* Data to process
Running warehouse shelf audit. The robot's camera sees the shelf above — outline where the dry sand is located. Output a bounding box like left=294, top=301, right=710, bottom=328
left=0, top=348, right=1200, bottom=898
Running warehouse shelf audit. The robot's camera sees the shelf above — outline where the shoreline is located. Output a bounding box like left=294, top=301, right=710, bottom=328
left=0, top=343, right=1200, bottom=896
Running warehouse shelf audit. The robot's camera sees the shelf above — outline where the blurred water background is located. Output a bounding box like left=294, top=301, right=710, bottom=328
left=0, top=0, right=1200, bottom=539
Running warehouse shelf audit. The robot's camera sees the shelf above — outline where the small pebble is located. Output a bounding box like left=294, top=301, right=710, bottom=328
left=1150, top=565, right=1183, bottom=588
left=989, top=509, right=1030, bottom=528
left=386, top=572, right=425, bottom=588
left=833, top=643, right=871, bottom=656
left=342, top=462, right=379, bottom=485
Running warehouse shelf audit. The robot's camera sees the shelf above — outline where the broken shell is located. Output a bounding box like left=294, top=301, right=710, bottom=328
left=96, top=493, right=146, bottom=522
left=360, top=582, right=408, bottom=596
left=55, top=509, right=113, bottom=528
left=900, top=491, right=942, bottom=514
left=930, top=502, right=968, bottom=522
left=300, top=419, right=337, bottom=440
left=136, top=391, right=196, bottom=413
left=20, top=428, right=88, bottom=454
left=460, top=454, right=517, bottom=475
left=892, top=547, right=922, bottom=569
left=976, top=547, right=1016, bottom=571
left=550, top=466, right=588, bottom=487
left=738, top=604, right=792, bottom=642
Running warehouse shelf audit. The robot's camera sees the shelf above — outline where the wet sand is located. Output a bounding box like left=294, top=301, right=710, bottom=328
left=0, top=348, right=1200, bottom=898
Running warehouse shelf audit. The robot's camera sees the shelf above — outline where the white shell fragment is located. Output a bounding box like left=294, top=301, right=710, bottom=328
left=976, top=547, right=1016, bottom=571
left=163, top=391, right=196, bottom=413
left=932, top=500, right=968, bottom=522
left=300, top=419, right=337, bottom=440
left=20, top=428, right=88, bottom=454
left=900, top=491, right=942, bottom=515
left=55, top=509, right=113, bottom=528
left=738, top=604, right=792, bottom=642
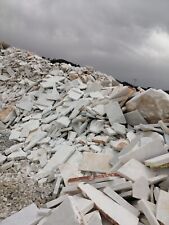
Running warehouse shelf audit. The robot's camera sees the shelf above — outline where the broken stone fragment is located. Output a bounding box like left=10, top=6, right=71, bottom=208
left=68, top=88, right=83, bottom=100
left=124, top=110, right=147, bottom=126
left=89, top=120, right=104, bottom=134
left=56, top=116, right=70, bottom=127
left=0, top=106, right=15, bottom=123
left=7, top=150, right=27, bottom=160
left=110, top=139, right=129, bottom=151
left=16, top=96, right=33, bottom=112
left=105, top=102, right=126, bottom=125
left=43, top=197, right=83, bottom=225
left=0, top=153, right=6, bottom=165
left=79, top=152, right=112, bottom=173
left=78, top=183, right=139, bottom=225
left=156, top=190, right=169, bottom=225
left=126, top=88, right=169, bottom=123
left=0, top=204, right=44, bottom=225
left=132, top=177, right=150, bottom=200
left=117, top=159, right=155, bottom=181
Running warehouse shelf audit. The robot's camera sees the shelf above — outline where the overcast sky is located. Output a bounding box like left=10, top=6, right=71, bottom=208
left=0, top=0, right=169, bottom=89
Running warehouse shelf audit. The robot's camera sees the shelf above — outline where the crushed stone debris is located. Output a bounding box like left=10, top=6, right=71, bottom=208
left=0, top=45, right=169, bottom=225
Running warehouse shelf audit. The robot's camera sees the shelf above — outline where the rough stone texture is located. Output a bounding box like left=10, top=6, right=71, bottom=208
left=126, top=88, right=169, bottom=123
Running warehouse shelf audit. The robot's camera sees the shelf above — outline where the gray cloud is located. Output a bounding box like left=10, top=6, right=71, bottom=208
left=0, top=0, right=169, bottom=89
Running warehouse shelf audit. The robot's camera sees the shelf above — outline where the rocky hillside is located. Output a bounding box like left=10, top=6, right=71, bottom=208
left=0, top=47, right=169, bottom=225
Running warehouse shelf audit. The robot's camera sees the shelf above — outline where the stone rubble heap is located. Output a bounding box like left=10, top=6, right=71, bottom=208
left=0, top=48, right=169, bottom=225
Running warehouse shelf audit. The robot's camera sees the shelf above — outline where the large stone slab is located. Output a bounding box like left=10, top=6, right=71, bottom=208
left=79, top=152, right=113, bottom=173
left=79, top=183, right=138, bottom=225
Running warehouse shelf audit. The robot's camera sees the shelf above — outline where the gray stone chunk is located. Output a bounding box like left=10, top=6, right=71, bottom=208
left=105, top=102, right=126, bottom=125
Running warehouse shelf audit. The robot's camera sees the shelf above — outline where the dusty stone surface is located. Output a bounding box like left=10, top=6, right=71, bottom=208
left=0, top=48, right=169, bottom=225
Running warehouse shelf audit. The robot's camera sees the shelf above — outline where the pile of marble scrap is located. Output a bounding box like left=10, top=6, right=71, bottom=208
left=0, top=48, right=169, bottom=225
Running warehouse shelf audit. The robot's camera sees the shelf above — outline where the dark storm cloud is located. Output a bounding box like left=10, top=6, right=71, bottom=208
left=0, top=0, right=169, bottom=89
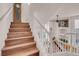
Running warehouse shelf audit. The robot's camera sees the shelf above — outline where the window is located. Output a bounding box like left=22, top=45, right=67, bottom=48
left=75, top=20, right=79, bottom=29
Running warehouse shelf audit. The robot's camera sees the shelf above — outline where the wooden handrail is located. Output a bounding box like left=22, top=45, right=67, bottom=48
left=0, top=6, right=13, bottom=20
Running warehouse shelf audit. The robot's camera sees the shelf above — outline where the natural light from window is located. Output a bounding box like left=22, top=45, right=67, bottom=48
left=75, top=19, right=79, bottom=29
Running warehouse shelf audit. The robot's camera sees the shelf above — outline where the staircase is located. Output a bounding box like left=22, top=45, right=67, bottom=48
left=2, top=22, right=39, bottom=56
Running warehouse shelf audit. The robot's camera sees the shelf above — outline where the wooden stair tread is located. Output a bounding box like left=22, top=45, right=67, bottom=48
left=8, top=31, right=32, bottom=35
left=6, top=36, right=33, bottom=41
left=3, top=42, right=35, bottom=50
left=11, top=22, right=29, bottom=24
left=5, top=47, right=39, bottom=56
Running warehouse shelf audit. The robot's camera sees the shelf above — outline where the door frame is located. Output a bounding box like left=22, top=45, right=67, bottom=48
left=13, top=3, right=21, bottom=22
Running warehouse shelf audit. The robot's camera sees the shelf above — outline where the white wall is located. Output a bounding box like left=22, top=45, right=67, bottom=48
left=0, top=4, right=13, bottom=55
left=21, top=3, right=29, bottom=22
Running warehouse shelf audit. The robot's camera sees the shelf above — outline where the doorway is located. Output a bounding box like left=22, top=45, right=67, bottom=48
left=13, top=3, right=21, bottom=22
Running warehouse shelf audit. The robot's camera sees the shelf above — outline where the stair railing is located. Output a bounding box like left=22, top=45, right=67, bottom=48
left=0, top=5, right=13, bottom=55
left=29, top=15, right=62, bottom=55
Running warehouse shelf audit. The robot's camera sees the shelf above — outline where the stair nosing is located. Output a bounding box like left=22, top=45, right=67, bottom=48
left=6, top=36, right=34, bottom=41
left=3, top=42, right=36, bottom=50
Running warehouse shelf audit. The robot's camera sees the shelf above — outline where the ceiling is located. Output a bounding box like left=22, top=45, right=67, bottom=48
left=30, top=3, right=79, bottom=21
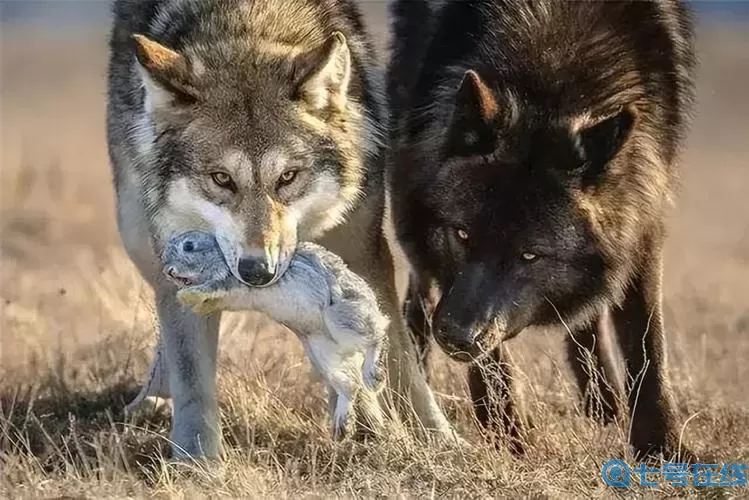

* Exercise task
Render the listing above as a Markdown table with the columns "Row" and "Line," numbering each non-blank line and omitting the pictures.

* Exercise result
| Row | Line |
|---|---|
| 1 | Running warehouse shelf audit. The robot's camera sees the shelf above — outline where the dry sand is located. Output a bounding box like left=294, top=301, right=710, bottom=328 |
| 2 | left=0, top=348, right=1200, bottom=898 |
| 3 | Running warehouse shelf audit. The robot's camera sees the shelf above — outline where the shoreline is located. Output a bounding box like left=294, top=301, right=710, bottom=328 |
| 4 | left=0, top=343, right=1200, bottom=896 |
| 5 | Running warehouse shelf audit. The robot's camera sees the shelf above — outline where the blurred water background is located. Output a bounding box like left=294, top=301, right=710, bottom=328 |
| 6 | left=0, top=0, right=1200, bottom=539 |
| 7 | Running warehouse shelf audit. The robot's camera sees the shelf above — outline where the small pebble is located. Output a bounding box like left=294, top=301, right=710, bottom=328 |
| 8 | left=1150, top=565, right=1183, bottom=588 |
| 9 | left=989, top=509, right=1030, bottom=528 |
| 10 | left=386, top=572, right=425, bottom=588 |
| 11 | left=833, top=643, right=871, bottom=656 |
| 12 | left=342, top=462, right=379, bottom=485 |
| 13 | Running warehouse shelf audit. The robot's camera sees the shelf above — outline where the broken shell is located. Output a bounding box like left=294, top=301, right=710, bottom=328 |
| 14 | left=96, top=493, right=146, bottom=522 |
| 15 | left=360, top=582, right=408, bottom=596 |
| 16 | left=55, top=509, right=113, bottom=528 |
| 17 | left=900, top=491, right=942, bottom=514 |
| 18 | left=930, top=502, right=968, bottom=522 |
| 19 | left=300, top=419, right=337, bottom=440 |
| 20 | left=136, top=391, right=196, bottom=413 |
| 21 | left=20, top=428, right=88, bottom=454 |
| 22 | left=460, top=454, right=517, bottom=475 |
| 23 | left=892, top=547, right=922, bottom=569 |
| 24 | left=976, top=547, right=1016, bottom=571 |
| 25 | left=550, top=466, right=588, bottom=487 |
| 26 | left=738, top=604, right=792, bottom=642 |
| 27 | Running warehouse shelf audit. The robot's camera sees the shelf above — outline where the wet sand is located. Output a bounding box like left=294, top=301, right=710, bottom=328 |
| 28 | left=0, top=348, right=1200, bottom=898 |
| 29 | Running warehouse shelf audit. The robot's camera sees the shelf above — outline where the white shell fragment is located. Output a bounding box like left=294, top=301, right=710, bottom=328 |
| 30 | left=976, top=547, right=1016, bottom=571 |
| 31 | left=163, top=391, right=196, bottom=413 |
| 32 | left=932, top=500, right=968, bottom=522 |
| 33 | left=300, top=419, right=337, bottom=440 |
| 34 | left=20, top=428, right=88, bottom=454 |
| 35 | left=900, top=491, right=942, bottom=515 |
| 36 | left=55, top=509, right=113, bottom=528 |
| 37 | left=738, top=604, right=792, bottom=642 |
| 38 | Running warehouse shelf audit. The robot's camera sees the shelf above — outline where the broken stone fragment is located. Output a bounding box like left=10, top=6, right=71, bottom=208 |
| 39 | left=68, top=88, right=83, bottom=100 |
| 40 | left=124, top=110, right=147, bottom=126 |
| 41 | left=89, top=120, right=104, bottom=134 |
| 42 | left=56, top=116, right=70, bottom=127 |
| 43 | left=0, top=106, right=15, bottom=123 |
| 44 | left=7, top=150, right=27, bottom=160 |
| 45 | left=110, top=139, right=129, bottom=151 |
| 46 | left=16, top=96, right=33, bottom=112 |
| 47 | left=105, top=102, right=126, bottom=125 |
| 48 | left=43, top=197, right=83, bottom=225 |
| 49 | left=0, top=153, right=6, bottom=165 |
| 50 | left=79, top=152, right=112, bottom=173 |
| 51 | left=78, top=183, right=139, bottom=225 |
| 52 | left=156, top=190, right=169, bottom=225 |
| 53 | left=126, top=88, right=169, bottom=123 |
| 54 | left=0, top=204, right=44, bottom=225 |
| 55 | left=132, top=177, right=150, bottom=200 |
| 56 | left=117, top=159, right=155, bottom=181 |
| 57 | Running warehouse shelf audit. The robot's camera sees the shelf above — outline where the overcast sky is located. Output a bounding box like left=10, top=6, right=71, bottom=208 |
| 58 | left=0, top=0, right=169, bottom=89 |
| 59 | Running warehouse shelf audit. The robot's camera sees the shelf above — outline where the crushed stone debris is located. Output a bounding box like left=10, top=6, right=71, bottom=208 |
| 60 | left=0, top=45, right=169, bottom=225 |
| 61 | Running warehouse shelf audit. The robot's camera sees the shelf above — outline where the rough stone texture is located. Output a bounding box like left=10, top=6, right=71, bottom=208 |
| 62 | left=126, top=88, right=169, bottom=123 |
| 63 | Running warehouse shelf audit. The robot's camera sees the shelf above — outline where the gray cloud is located. Output a bounding box like left=10, top=6, right=71, bottom=208 |
| 64 | left=0, top=0, right=169, bottom=89 |
| 65 | Running warehouse shelf audit. The robot's camera sees the shelf above — outline where the rocky hillside is located. Output a bounding box like left=10, top=6, right=71, bottom=208 |
| 66 | left=0, top=47, right=169, bottom=225 |
| 67 | Running warehouse shelf audit. The robot's camera sees the shelf above — outline where the stone rubble heap is located. Output a bounding box like left=10, top=6, right=71, bottom=208 |
| 68 | left=0, top=48, right=169, bottom=225 |
| 69 | Running warehouse shelf audit. The robot's camera sees the shelf above — outline where the large stone slab is located. Output a bounding box like left=10, top=6, right=71, bottom=208 |
| 70 | left=79, top=152, right=113, bottom=173 |
| 71 | left=79, top=183, right=138, bottom=225 |
| 72 | Running warehouse shelf audit. The robot's camera sees the shelf above — outline where the gray stone chunk is located. Output a bounding box like left=10, top=6, right=71, bottom=208 |
| 73 | left=105, top=102, right=126, bottom=125 |
| 74 | Running warehouse shelf audit. The robot's camera sees the shelf above — outline where the dusty stone surface is located. Output a bounding box like left=10, top=6, right=71, bottom=208 |
| 75 | left=0, top=48, right=169, bottom=225 |
| 76 | Running warehouse shelf audit. The robot's camera sees the shelf above — outline where the pile of marble scrap is located. Output a bounding box like left=10, top=6, right=71, bottom=208 |
| 77 | left=0, top=48, right=169, bottom=225 |
| 78 | Running warehouse shelf audit. The robot's camera sees the shelf above — outline where the dark storm cloud is located. Output a bounding box like left=10, top=6, right=71, bottom=208 |
| 79 | left=0, top=0, right=169, bottom=89 |
| 80 | Running warehouse shelf audit. The robot's camera sees the shelf above — outline where the window is located. Output a bounding box like left=22, top=45, right=67, bottom=48 |
| 81 | left=75, top=20, right=79, bottom=29 |
| 82 | Running warehouse shelf audit. The robot's camera sees the shelf above — outline where the wooden handrail is located. Output a bounding box like left=22, top=45, right=67, bottom=48 |
| 83 | left=0, top=6, right=13, bottom=20 |
| 84 | Running warehouse shelf audit. The robot's camera sees the shelf above — outline where the natural light from window is located. Output a bounding box like left=22, top=45, right=67, bottom=48 |
| 85 | left=75, top=19, right=79, bottom=29 |
| 86 | Running warehouse shelf audit. The robot's camera sees the shelf above — outline where the staircase is located. Output a bounding box like left=22, top=45, right=67, bottom=48 |
| 87 | left=2, top=22, right=39, bottom=56 |
| 88 | Running warehouse shelf audit. The robot's camera sees the shelf above — outline where the wooden stair tread is located. Output a bounding box like left=22, top=45, right=67, bottom=48 |
| 89 | left=8, top=31, right=32, bottom=35 |
| 90 | left=6, top=36, right=33, bottom=41 |
| 91 | left=3, top=42, right=35, bottom=50 |
| 92 | left=11, top=22, right=29, bottom=24 |
| 93 | left=5, top=47, right=39, bottom=56 |
| 94 | Running warehouse shelf audit. The robot's camera sees the shelf above — outline where the door frame is located. Output a bounding box like left=22, top=45, right=67, bottom=48 |
| 95 | left=13, top=3, right=21, bottom=22 |
| 96 | Running warehouse shelf audit. The robot's camera sees the shelf above — outline where the white wall is located. Output a bounding box like left=22, top=45, right=67, bottom=48 |
| 97 | left=0, top=4, right=13, bottom=55 |
| 98 | left=21, top=3, right=29, bottom=22 |
| 99 | Running warehouse shelf audit. The robot's camera sees the shelf above — outline where the doorway is located. Output a bounding box like left=22, top=45, right=67, bottom=48 |
| 100 | left=13, top=3, right=21, bottom=22 |
| 101 | Running warehouse shelf audit. The robot's camera sees the shelf above — outline where the stair railing is located. Output a bounding box like left=22, top=45, right=67, bottom=48 |
| 102 | left=0, top=5, right=13, bottom=55 |
| 103 | left=29, top=15, right=62, bottom=55 |
| 104 | Running warehouse shelf audit. The robot's camera sees the shelf above — outline where the stair nosing is located. Output a bounding box like left=22, top=45, right=67, bottom=48 |
| 105 | left=6, top=36, right=34, bottom=41 |
| 106 | left=3, top=42, right=36, bottom=50 |
| 107 | Running warehouse shelf audit. The robot's camera sees the shelf above — outline where the ceiling is located. Output a bounding box like left=22, top=45, right=67, bottom=48 |
| 108 | left=30, top=3, right=79, bottom=21 |